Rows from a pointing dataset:
# # # # #

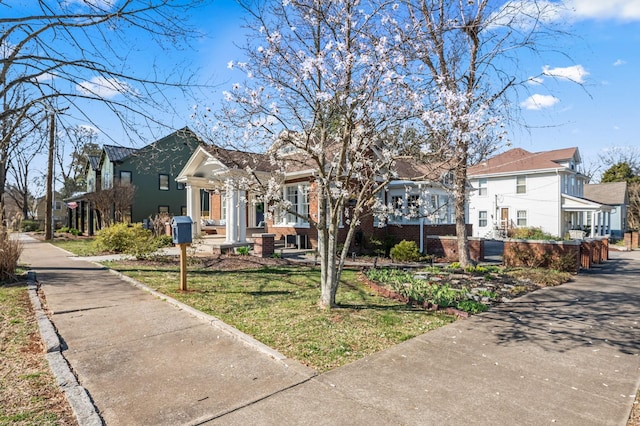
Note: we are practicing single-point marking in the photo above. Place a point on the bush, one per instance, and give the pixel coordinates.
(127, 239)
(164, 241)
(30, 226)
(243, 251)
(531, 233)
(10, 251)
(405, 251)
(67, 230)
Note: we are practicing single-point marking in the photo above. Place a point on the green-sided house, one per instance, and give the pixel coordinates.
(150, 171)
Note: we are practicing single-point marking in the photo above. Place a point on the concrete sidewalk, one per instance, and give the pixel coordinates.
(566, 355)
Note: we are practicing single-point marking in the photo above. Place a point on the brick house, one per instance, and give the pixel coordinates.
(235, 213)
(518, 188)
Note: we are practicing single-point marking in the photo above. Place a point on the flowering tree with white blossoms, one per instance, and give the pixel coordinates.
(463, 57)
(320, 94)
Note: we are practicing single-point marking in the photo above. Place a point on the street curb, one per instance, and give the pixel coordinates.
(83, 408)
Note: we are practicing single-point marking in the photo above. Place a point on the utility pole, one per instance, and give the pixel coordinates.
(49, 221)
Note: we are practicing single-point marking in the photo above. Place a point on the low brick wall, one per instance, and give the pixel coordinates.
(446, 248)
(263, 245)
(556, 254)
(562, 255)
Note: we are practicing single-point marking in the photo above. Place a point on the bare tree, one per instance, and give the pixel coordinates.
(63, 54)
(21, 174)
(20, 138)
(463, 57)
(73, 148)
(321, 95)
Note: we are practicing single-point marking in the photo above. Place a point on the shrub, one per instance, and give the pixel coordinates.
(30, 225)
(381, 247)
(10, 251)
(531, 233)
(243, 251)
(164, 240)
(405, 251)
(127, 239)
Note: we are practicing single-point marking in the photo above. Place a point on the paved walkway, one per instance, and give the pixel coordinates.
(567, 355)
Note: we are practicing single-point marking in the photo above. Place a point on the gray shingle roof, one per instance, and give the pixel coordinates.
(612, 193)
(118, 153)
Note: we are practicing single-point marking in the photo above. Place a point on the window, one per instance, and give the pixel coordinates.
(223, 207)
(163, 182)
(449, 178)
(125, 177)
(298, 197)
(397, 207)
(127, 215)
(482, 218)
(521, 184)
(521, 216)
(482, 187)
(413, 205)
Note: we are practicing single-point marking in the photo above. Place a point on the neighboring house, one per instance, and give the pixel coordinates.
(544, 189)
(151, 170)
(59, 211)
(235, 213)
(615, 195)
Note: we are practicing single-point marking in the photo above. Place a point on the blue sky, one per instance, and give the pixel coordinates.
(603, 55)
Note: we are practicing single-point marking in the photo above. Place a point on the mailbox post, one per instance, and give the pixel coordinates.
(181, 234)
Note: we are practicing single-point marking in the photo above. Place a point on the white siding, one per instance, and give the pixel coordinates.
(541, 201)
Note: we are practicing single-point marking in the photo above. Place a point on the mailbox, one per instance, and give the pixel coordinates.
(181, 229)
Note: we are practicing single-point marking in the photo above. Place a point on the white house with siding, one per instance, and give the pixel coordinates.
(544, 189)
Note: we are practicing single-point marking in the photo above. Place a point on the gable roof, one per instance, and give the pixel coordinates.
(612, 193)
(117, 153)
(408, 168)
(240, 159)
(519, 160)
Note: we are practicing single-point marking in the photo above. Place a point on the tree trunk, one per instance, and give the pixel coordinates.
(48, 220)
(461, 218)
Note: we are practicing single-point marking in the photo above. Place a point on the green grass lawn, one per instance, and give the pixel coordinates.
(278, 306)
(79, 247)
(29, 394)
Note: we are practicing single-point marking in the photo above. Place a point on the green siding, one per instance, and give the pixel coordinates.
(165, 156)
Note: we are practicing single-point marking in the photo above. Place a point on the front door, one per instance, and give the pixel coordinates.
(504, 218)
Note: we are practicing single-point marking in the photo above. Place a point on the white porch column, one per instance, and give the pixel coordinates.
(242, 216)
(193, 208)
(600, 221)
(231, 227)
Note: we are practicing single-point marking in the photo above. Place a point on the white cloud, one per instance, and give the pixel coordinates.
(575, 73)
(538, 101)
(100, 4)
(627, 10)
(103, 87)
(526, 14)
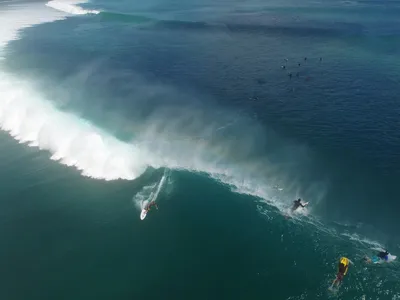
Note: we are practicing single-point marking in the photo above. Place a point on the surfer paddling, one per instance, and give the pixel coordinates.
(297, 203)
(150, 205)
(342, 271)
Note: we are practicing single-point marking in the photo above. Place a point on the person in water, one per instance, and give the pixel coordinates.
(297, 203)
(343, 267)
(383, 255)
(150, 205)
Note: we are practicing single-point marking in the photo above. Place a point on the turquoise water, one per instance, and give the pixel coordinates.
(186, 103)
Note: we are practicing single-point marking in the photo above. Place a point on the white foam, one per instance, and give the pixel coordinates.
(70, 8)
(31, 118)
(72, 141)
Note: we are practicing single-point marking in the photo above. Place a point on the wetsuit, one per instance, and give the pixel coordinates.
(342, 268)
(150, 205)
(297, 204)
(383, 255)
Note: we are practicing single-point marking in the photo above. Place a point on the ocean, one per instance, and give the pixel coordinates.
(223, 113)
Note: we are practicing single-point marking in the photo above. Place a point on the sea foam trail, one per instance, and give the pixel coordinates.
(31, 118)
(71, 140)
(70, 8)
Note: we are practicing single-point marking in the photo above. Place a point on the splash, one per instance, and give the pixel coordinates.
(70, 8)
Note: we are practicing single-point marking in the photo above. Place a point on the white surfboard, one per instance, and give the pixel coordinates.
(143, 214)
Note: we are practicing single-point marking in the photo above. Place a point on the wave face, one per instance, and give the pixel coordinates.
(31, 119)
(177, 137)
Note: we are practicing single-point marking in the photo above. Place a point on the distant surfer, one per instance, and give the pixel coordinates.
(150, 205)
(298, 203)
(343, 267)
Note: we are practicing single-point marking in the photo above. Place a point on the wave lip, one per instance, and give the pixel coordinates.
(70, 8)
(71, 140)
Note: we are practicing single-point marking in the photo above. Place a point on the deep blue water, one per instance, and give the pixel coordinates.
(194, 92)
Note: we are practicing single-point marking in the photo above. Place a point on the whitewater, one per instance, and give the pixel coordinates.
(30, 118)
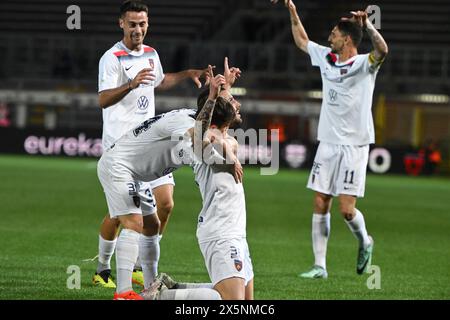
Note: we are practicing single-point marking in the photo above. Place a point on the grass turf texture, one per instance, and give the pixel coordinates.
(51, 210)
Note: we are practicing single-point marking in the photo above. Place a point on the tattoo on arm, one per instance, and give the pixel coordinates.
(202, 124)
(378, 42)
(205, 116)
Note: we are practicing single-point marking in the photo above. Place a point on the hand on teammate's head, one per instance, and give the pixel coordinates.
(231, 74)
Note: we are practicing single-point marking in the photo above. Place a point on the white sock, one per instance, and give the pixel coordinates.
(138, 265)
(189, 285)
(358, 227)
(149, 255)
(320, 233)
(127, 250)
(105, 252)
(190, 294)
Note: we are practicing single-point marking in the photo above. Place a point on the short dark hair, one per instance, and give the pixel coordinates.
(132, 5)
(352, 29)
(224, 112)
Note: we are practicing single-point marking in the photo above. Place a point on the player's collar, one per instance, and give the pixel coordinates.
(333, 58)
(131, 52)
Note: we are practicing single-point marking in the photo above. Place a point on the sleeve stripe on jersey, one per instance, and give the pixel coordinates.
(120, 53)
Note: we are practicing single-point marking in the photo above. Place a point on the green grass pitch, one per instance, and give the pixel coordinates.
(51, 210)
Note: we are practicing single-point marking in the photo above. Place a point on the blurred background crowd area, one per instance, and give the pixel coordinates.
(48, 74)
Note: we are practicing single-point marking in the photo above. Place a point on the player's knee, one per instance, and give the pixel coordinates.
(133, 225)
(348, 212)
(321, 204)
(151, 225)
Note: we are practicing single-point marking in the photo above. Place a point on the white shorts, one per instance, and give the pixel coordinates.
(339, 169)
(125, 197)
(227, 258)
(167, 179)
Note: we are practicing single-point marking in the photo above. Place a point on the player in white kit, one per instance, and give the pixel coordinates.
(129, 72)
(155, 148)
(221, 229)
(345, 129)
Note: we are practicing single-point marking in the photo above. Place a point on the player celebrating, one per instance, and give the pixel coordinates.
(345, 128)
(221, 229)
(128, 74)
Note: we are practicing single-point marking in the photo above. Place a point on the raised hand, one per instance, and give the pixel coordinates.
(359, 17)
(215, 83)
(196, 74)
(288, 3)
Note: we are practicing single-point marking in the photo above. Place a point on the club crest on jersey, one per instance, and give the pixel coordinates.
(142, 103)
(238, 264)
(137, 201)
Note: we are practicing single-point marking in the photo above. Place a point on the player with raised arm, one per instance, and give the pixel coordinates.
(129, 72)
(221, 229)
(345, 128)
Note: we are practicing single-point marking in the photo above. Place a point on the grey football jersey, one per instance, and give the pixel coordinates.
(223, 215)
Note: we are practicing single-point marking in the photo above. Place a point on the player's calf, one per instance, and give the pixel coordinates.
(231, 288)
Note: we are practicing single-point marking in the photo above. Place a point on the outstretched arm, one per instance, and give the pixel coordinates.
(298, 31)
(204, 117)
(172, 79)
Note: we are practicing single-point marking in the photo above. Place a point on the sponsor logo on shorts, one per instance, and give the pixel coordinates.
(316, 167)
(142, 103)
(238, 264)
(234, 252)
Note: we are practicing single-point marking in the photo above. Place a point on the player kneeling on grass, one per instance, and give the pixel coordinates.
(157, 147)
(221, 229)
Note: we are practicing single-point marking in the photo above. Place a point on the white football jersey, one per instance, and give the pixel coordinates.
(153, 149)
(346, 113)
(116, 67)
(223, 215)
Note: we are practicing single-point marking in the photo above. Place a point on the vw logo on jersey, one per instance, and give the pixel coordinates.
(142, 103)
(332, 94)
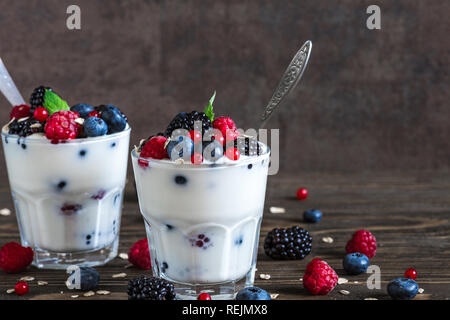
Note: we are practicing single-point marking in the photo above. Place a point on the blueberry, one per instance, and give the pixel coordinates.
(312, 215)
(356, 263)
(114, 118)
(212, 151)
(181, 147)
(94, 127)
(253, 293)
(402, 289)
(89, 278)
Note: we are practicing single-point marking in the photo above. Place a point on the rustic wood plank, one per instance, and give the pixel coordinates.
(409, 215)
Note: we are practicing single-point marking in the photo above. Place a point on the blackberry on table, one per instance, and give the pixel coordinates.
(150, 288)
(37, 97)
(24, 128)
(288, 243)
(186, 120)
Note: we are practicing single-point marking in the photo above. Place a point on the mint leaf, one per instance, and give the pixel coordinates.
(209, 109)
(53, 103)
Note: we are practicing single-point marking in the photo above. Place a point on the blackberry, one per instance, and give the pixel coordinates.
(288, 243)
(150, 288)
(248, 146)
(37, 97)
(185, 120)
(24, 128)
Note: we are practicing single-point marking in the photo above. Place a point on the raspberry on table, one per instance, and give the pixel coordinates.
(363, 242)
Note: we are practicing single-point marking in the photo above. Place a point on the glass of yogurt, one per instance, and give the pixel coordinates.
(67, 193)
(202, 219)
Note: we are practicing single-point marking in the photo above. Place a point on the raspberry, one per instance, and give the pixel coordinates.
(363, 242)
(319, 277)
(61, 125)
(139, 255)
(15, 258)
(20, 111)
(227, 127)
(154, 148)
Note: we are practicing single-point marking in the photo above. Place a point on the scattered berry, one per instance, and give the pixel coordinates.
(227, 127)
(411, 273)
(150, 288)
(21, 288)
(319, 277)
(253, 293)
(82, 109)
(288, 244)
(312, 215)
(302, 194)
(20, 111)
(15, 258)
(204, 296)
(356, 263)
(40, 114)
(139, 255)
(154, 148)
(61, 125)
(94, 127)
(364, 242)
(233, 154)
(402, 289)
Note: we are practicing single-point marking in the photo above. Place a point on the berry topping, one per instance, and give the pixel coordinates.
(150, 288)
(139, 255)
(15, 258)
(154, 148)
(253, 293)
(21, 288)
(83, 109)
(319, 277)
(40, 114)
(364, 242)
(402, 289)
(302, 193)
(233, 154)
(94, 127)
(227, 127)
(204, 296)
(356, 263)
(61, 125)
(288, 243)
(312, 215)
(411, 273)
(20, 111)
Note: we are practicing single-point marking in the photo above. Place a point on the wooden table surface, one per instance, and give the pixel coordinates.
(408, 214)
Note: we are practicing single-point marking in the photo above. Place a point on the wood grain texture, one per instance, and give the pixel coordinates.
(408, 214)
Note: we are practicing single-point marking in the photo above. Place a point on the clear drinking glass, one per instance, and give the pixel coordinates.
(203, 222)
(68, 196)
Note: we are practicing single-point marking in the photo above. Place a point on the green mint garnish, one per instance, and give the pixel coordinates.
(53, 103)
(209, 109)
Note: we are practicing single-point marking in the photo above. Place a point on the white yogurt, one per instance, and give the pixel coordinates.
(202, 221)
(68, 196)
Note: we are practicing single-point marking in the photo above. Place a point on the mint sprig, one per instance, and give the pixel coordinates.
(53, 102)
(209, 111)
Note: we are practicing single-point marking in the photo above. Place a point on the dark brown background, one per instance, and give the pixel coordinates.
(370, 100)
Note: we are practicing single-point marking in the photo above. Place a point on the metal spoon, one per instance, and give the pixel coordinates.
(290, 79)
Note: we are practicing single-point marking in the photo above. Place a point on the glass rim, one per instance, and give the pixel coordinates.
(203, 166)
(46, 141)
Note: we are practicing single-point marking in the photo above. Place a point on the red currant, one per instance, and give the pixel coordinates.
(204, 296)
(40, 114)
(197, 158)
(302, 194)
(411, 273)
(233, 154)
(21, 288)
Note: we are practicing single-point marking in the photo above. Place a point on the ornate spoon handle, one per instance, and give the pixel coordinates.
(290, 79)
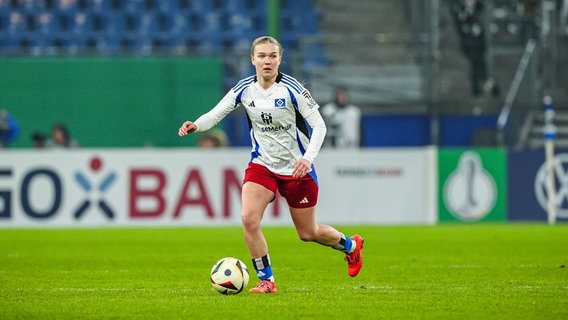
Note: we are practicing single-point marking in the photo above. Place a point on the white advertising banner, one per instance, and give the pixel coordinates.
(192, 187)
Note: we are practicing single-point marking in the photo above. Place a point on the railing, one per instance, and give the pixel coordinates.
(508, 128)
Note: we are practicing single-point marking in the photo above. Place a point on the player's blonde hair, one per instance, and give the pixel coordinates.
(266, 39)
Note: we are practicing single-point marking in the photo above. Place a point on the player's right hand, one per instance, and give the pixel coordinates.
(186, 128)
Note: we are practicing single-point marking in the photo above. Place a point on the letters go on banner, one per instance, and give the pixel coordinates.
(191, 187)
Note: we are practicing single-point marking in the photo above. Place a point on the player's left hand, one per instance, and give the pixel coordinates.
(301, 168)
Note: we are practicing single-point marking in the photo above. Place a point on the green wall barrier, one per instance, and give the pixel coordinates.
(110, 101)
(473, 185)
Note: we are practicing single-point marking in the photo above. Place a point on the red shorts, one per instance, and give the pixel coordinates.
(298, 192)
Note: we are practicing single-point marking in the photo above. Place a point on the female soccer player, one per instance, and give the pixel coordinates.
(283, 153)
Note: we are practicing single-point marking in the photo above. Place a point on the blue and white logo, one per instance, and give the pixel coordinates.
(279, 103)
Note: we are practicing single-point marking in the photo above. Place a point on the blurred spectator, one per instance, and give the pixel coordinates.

# # # # #

» YOUR GOAL:
Using the records above, extract exactly and only the lines from the one with "red currant, one" through the final line, inclusive, leaving out pictures.

» REPLY TO THE EXERCISE:
Note: we are practicing single-point marking in the photo above. Place a point on the red currant, one per instance, and give the pixel coordinates.
(204, 296)
(40, 114)
(197, 158)
(302, 194)
(411, 273)
(233, 154)
(21, 288)
Note: we are practicing single-point marking in the photo above. Place a point on the ornate spoon handle, one per instance, and give the pixel coordinates.
(290, 79)
Note: we are practicing single-point marking in the photo above. Place a point on the white advertising banner, one per instance, and give the pixel coordinates.
(192, 187)
Note: we are practicing single-point marking in the photo above. Place a point on the railing, one per instance, and give the pixel coordinates.
(508, 128)
Note: we are practicing single-point marking in the photo above. Place a point on the player's blonde hair, one per instance, and give the pixel coordinates.
(266, 39)
Note: we are practicing single-point marking in the photo above. Place a point on the player's right hand, one per instance, and give the pixel coordinates.
(186, 128)
Note: we are practicing single-point marking in the photo above. Place a point on the letters go on banner, one per instance, and give the pixel coordinates.
(191, 187)
Note: we are practicing single-point marking in the photo above. Place a point on the player's left hand, one per instance, and give the pixel coordinates.
(301, 168)
Note: we are practicing single-point marking in the photo above. Place a point on the green wall barrier, one per instance, and give the pixel coordinates.
(110, 101)
(473, 185)
Note: we are practicing single-point marking in the photo above. Place a point on the red shorts, one per instance, and give the pixel coordinates.
(298, 192)
Note: we are practicing single-point marking in the photo above. Place a point on the female soccer player, one per instance, and give the pixel coordinates.
(283, 153)
Note: we are practicing single-point marking in the photo above. Place a point on the blue and white logo, one per instance, and give the pixel coordinates.
(279, 103)
Note: we are practicing single-point marking in the photo above. Place a point on the blurred spectator, one per instance, and give the pixel coordinates.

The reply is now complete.